Beyond this obligation for the controller, the GDPR has a multitude of other sources also determining that the perspective of the data subject is the deciding factor whenever it seems doubtful whether transparent information was provided about a processing operation. This is a central difference to the domain of IT security, where the processing organisation, its business secrets and company assets are the paramount subjects of protection. Therefore, in the realm of personal data protection with its fundamental rights underpinning, the following questions present themselves whenever a personal data processing operation is intended:

  • Which data shall be collected and processed, and to which extent?

  • In which way shall the data be processed, using which means?

  • For which purposes shall the data be processed, and by whom?

  • Is a transfer to and/or storage at other parties/foreign countries foreseen?

A concise knowledge about the points above is a necessary precondition enabling data subjects to exercise their rights granted by the GDPR. Such rights include the right to be informed, to access, rectify, or erase one’s own personal data. Consequently, it is essential to capture the complete life-cycle of personal data. This ranges from the moment of initial collection over all processing operations performed until the deletion of the information.

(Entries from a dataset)

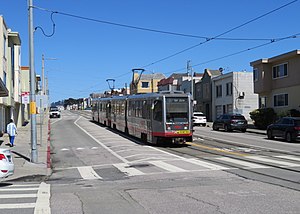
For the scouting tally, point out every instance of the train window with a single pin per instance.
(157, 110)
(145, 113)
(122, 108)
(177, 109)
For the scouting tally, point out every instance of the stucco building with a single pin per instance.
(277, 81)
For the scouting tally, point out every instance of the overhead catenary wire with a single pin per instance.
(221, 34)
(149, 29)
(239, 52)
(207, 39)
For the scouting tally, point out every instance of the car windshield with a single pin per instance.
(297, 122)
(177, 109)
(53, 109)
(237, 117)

* * *

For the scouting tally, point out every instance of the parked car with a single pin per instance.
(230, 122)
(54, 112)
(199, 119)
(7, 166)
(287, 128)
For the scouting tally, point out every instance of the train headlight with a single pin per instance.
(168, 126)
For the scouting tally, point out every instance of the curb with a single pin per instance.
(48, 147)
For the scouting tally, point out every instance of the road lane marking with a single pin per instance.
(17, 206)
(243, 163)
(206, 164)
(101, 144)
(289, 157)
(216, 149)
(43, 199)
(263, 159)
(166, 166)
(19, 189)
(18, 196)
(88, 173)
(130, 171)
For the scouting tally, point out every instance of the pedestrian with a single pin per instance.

• PROBLEMS AND TASKS
(1) Say whether each statement agrees with the text on GDPR transparency, answering yes or no and quoting the words from the text that settle it: (a) In IT security, the processing organisation and its company assets are the main subjects of protection. (b) The life-cycle of personal data ends at the moment of initial collection. (c) The rights granted by the GDPR include the right to erase one's own personal data.
(2) Carry on the text on GDPR transparency, beginning right after its last sentence.
The material above has no connection to the text about GDPR transparency.

• ANSWERS BELOW
(1)
(a) Yes: "where the processing organisation, its business secrets and company assets are the paramount subjects of protection."
(b) No: "This ranges from the moment of initial collection over all processing operations performed until the deletion of the information."
(c) Yes: "the right to be informed, to access, rectify, or erase one’s own personal data."

(2)
Yet, transparency is important not only for data subjects, but also for controllers, processors, and data protection supervisory authorities as well. For instance, data controllers usually desire to maintain internal knowledge and controllability of their own processing operations. This does not only benefit business efficiency needs, but is also important with regard to compliance efforts in order to properly guarantee the data subject‘s rights. Moreover, the aforementioned compliance efforts must be demonstrable by the controller (see Article 24 GDPR). By Articles 12–14 GDPR, the controller is obliged to fully comply with comprehensive transparency and information duties, which will in turn require the implementation of correlating technical and organizational measures. Besides the controllers, data processors have the obligation to assist the controller in compliance efforts while being bound to controller instructions and oversight. Furthermore, knowledge about the inner workings of a personal data processing operation is also crucial for data protection supervisory authorities to perform their supervision and audit duties.

In addition to the general transparency requirements in the GDPR, the conditions of valid consent play a significant role. According to Article 4 (11) in combination with Art. 7 GDPR, valid consent must be freely given, specific, informed and unambiguous. The statement of consent must be a clear affirmative action of the data subject, and given for one or more specific purposes. It is notable that the existence of valid consent must also be demonstrable by the controller of the processing operation. Consequently, transparency is a crucial element from many different perspectives. This includes fairness and lawfulness personal data processing. Below, a tabular overview is given. It shows the various articles and recitals of the General Data Protection regulation mentioning and requiring transparency:

Article

Title

5 (1) a.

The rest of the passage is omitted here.